Problems and tasks:
(A) In the shell-shock case report, replace "insomnia" with "sleeplessness" and give the passage from "A few days later" to "slept, war dreams." again.
(B) Using the shell-shock case report, explain in one to three sentences why Lieutenant R.'s wife could not recognize him at first when she visited on June 24.
(C) Carry the shell-shock case report forward from where it stops.

Selected excerpt:
------------------------------------------------

SHELL-SHOCK PSEUDOPARESIS (non-syphilitic). Recovery.
Case 26. (Pitres and Marchand, November, 1916.)
June 19, 1915, a shell exploded some distance from Lieutenant R. He remembers the gaseous smell, the bursting of several shells nearby and a sensation of being lifted into the air. When he recovered consciousness, he was in hospital at Paris-Plage, covered with bruises and scratches. They told him he had been delirious and had vomited and spat blood.
June 24, his wife came to see him, but this visit he could not remember. Nor could his wife at first recognize him, he was so thin. He roused a few moments and recognized his wife, but relapsed into torpor again. Speech was difficult and ideas confused.
A few days later he was able to rise; but his mental status grew worse, especially as to speech and writing, the latter quite illegible. There was insomnia, or, if he slept, war dreams.
August 7, he began a period of five months’ convalescence passed with his family, depressed, given to spells of weeping, confined to bed or couch, unable to “find words,” conscious of his state and troubled about it, speaking of nothing but the war, and afraid to go out for fear of ambuscade. There was at first a slight lameness of the right leg. Although he could walk, he felt pain in the knee on flexing the right leg on the thigh. He walked holding this leg in extension.

------------------------------------------------

Supplied material:
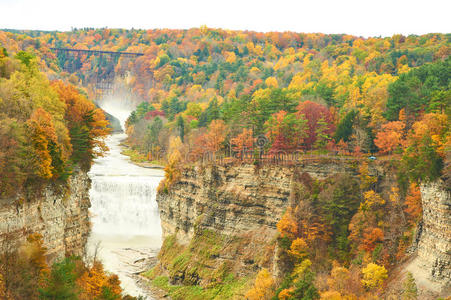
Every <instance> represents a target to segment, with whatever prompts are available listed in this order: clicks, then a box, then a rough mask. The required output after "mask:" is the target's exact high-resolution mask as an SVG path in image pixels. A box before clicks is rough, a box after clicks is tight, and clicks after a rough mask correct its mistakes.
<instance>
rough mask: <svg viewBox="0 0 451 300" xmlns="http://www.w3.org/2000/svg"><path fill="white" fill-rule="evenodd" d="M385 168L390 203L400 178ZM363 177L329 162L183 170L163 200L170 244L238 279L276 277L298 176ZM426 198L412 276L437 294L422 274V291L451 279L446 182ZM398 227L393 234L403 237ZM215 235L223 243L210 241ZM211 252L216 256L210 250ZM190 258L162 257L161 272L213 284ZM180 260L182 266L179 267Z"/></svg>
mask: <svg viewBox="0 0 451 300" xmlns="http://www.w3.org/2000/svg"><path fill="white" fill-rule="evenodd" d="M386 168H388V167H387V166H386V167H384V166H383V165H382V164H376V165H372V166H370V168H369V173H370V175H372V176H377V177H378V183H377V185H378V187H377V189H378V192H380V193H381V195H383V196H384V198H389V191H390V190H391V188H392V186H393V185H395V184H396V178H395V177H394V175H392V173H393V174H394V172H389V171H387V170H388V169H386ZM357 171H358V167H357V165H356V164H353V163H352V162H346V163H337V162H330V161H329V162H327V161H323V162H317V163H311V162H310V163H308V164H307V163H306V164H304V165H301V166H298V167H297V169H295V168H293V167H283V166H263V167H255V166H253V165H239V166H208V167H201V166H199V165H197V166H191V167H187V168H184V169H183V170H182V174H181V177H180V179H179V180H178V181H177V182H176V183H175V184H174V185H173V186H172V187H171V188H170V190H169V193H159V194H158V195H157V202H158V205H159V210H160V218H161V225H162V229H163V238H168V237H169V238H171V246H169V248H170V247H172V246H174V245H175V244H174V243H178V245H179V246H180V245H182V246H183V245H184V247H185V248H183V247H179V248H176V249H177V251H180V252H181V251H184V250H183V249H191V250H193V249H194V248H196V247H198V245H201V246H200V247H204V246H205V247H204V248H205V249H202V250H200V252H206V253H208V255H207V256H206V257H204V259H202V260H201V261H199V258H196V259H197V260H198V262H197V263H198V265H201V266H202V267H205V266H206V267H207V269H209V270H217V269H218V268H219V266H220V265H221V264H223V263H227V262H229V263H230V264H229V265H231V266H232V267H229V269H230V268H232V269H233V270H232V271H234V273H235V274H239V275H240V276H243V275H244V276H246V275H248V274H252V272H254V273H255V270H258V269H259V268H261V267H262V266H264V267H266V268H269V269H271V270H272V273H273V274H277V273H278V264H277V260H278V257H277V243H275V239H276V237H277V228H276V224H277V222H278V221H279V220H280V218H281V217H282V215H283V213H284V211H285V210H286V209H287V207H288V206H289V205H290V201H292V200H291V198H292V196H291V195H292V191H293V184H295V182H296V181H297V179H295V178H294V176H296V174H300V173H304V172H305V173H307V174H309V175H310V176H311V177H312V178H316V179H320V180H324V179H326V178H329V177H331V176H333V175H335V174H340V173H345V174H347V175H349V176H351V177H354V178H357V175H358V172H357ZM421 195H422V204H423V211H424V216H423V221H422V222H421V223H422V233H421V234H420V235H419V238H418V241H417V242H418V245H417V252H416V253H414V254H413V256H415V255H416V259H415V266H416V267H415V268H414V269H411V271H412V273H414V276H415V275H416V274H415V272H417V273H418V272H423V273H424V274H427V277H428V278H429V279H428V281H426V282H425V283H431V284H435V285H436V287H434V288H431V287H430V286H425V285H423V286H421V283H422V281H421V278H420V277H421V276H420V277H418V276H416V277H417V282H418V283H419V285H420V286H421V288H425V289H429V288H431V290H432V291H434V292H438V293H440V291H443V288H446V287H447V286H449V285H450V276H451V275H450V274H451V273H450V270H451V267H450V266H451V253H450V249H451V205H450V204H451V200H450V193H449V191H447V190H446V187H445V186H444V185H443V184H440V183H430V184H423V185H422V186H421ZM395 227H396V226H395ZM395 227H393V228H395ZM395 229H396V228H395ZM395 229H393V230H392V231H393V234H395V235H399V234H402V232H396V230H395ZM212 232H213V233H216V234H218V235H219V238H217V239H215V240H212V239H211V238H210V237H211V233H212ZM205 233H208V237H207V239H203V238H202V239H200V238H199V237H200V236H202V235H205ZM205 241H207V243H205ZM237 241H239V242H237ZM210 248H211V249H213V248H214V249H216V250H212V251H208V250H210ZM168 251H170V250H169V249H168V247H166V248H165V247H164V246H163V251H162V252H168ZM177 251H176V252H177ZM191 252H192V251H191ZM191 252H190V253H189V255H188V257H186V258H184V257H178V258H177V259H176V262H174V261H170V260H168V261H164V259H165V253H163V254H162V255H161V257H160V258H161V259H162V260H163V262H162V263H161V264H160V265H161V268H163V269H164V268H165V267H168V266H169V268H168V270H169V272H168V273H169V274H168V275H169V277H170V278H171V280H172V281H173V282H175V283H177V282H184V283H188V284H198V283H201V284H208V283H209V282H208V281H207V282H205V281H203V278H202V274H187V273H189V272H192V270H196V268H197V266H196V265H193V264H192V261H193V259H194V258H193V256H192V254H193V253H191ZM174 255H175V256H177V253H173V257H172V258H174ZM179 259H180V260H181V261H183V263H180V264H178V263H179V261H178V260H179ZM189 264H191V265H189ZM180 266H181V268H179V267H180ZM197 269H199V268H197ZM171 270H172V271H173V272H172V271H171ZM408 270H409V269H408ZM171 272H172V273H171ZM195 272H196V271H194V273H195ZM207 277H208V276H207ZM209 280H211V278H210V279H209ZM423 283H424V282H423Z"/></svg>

------------------------------------------------

Your written answers:
(A)
A few days later he was able to rise; but his mental status grew worse, especially as to speech and writing, the latter quite illegible. There was sleeplessness, or, if he slept, war dreams.

(B) She could not recognize him at first because he was so thin.

(C)
On going back to the colors, he was immediately evacuated to the Centre Neurologique at Bordeaux, January 20, 1916.
Examination found a bored, impatient, irritated man, vexed that a man who was not sick should be sent up “comme fou.”
Omitting negative details, neurological examination showed slight lameness as above, body stiff and movements jerky, difficult, unsteady gait. The lieutenant could stand for some time on either leg. Tongue and face tremulous during speech. Limbs moderately tremulous, especially in the performance of test movements.